» **What to work on**
Name every regular component of the protons' motion in the auroral zone that the solar proton text below describes.

» **Document section**
Institute of Nuclear Physics, Moscow State University, Vorob'evy gory,
Moscow, 119899 Russia

Abstract. Measurements of the latitude distribution of solar protons by
Coronas-F polar orbiter during solar proton events allows to study dynamics
of the proton penetration boundary. Polar cap and penetration boundary
relative position were investigated due to the South-North anisotropy
registered during SCR event on October 26-27, 2003. Dropout effects of the
proton radial distribution were found suggesting specific field line
stretching inside the magneosphere trapping region during period of
extended substorm activity.

INTRODUCTION

Solar cosmic rays (SCR) of the lower edge of the energy spectra, 1-100 MeV,
penetrate without restriction into the Earth's magnetotail and auroral zone
down to the L=2.5 during strong magnetic storms [Perejaslova, 1982]. When
solar proton flux in the interplanetary space is anisotropic, similar south-
north anisotropy may be observed in the polar cap. That allows to estimate
boundary of the taillike and closed magnetic field lines.
In the auroral zone solar protons are quasitraped, which means that their
motion although non-adiabatic, have three regular components, Larmor
gyration, bounce oscillation between the mirror points and magnetic drift.
In some cases particles can afford several drift rotations, then proton
intensities in auroral region are higher than in interplanetary space.
During extended period of the substorm activity on October 26-27, 2003,
CORONASA-F satellite particle detectors registered unusual effect of
intensity dropouts on some restricted regions of the auroral zone. In
present paper we investigate this phenomena and propose possible
explanation.

Fig 1. Radial profiles of the 1-5
MeV protons
across the North and South
hemispheres

OBSERVATIONS AND DISCUSSION

CORONAS-F satellite was launched on polar orbit at the altitude 500 km.

» **Dataset excerpt**
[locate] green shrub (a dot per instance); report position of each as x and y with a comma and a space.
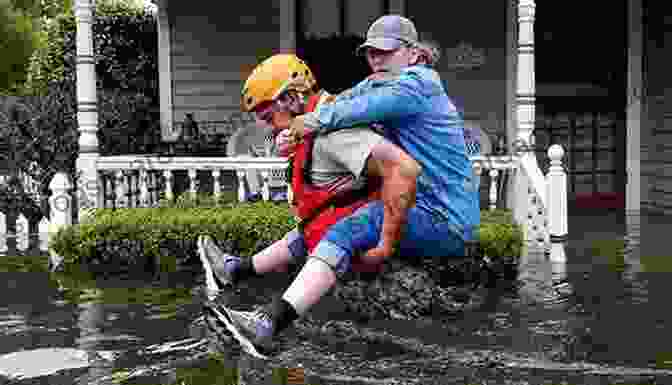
168, 233
498, 234
161, 235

» **Response to the exercise**
- Larmor gyration
- bounce oscillation between the mirror points
- magnetic drift